Work to complete = Output the line that contains "boxes for green grass?", then every line beneath it through the end of the records, exactly as given and with no other lines.

(Saved data entries)
----------

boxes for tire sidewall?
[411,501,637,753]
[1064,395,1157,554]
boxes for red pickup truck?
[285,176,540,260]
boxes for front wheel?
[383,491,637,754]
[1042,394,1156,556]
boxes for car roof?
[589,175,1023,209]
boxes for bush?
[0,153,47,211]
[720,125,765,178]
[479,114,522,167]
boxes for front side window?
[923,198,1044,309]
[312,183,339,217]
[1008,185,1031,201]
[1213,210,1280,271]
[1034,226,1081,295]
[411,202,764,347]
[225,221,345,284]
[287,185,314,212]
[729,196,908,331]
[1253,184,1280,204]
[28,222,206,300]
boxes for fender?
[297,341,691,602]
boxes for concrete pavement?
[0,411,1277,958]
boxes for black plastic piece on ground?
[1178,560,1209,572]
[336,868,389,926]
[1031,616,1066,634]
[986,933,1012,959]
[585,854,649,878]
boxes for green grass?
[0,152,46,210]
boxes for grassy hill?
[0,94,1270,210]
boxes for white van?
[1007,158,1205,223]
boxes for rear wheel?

----------

Written reply =
boxes for green grass?
[0,152,46,210]
boxes for grassy hill?
[0,94,1270,210]
boxes for white van?
[1007,158,1205,223]
boxes for rear wheel?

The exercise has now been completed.